• What is expected
Starting with the line that contains "line as [803,763]." and going on through the last line, write those lines out again, requests included, and shift every coordinate in the answers up by 96.

• Data shown
....
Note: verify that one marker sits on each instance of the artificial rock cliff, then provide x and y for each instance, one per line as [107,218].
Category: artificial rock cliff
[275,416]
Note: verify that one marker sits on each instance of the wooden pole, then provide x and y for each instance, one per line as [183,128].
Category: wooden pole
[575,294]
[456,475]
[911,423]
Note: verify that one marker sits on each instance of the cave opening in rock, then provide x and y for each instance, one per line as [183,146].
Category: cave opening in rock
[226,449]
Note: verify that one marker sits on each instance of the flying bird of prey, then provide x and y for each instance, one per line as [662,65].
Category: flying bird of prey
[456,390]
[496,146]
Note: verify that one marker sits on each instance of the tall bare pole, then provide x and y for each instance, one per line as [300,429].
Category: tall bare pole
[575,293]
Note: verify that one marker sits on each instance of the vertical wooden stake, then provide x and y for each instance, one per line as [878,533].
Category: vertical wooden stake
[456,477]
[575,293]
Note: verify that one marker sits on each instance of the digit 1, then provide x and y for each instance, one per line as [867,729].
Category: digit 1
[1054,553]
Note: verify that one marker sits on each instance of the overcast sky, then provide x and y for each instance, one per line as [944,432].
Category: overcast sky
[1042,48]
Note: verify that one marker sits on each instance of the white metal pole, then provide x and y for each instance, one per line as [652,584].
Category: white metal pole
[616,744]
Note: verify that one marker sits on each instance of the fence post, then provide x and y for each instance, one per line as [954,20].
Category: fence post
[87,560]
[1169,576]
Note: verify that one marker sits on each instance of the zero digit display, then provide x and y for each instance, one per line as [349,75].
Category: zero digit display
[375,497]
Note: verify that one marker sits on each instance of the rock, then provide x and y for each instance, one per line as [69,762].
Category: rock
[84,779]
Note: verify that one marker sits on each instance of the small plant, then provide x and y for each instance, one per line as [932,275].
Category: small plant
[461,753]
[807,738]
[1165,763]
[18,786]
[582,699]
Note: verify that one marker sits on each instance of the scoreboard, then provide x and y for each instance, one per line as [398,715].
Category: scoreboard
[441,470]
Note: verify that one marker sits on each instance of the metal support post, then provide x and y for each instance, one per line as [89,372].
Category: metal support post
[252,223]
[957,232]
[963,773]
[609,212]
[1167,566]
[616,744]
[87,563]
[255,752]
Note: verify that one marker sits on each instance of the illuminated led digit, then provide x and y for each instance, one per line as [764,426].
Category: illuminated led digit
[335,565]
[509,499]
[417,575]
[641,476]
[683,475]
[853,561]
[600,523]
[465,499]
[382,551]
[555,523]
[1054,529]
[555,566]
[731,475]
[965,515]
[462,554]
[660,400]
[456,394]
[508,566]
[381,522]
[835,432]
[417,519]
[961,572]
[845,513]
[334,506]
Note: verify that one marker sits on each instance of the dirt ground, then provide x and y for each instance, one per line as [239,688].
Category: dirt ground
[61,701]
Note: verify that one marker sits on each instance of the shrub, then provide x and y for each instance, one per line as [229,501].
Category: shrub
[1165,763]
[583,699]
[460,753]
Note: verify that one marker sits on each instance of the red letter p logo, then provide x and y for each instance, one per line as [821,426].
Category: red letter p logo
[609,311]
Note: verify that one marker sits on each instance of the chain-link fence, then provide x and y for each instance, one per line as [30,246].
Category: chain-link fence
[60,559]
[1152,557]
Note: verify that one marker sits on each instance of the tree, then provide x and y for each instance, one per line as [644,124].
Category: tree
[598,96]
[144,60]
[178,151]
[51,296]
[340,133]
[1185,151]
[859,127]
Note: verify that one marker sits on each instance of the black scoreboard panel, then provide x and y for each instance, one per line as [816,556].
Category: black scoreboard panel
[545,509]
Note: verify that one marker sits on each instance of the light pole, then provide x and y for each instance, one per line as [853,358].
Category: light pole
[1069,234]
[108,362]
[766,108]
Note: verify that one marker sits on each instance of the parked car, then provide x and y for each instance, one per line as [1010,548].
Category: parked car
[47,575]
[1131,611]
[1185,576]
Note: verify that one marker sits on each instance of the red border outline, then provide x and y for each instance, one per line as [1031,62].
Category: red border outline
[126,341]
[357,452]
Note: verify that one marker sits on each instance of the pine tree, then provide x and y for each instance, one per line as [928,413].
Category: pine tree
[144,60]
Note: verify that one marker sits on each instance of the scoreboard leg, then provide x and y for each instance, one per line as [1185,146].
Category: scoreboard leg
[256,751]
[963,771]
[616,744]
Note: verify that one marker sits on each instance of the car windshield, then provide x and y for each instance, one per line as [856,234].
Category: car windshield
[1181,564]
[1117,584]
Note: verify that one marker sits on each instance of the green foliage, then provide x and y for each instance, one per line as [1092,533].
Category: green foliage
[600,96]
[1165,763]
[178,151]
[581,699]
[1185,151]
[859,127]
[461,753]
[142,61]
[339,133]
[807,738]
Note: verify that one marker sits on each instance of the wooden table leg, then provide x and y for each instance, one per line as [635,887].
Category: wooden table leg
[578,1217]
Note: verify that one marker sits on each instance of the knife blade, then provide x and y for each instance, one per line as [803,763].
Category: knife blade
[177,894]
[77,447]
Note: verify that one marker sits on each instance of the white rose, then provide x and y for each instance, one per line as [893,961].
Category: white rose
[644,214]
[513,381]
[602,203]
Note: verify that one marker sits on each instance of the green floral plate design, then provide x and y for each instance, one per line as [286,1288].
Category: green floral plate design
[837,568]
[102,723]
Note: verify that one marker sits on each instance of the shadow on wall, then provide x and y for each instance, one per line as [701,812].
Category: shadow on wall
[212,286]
....
• Task response
Note: verify that one marker sits on each instance of the knife blade, then provide x and y for each instance, one per line as [803,763].
Category: knife blade
[273,990]
[173,543]
Note: verify that one marker sits on each instance of the white rose, then provide x and y for each instance, one per line as [893,961].
Category: white rose
[740,310]
[609,477]
[698,299]
Note: verify that one marker sits on each instance of the green floral plate design, then provide x and y for each instance, one per line as [286,1288].
Category: green floral plate design
[933,664]
[198,819]
Note: verify that one marker sits on each instance of the shadow on wall, then provide x and y for each instance, one per line as [701,812].
Category: shadow on wall
[308,382]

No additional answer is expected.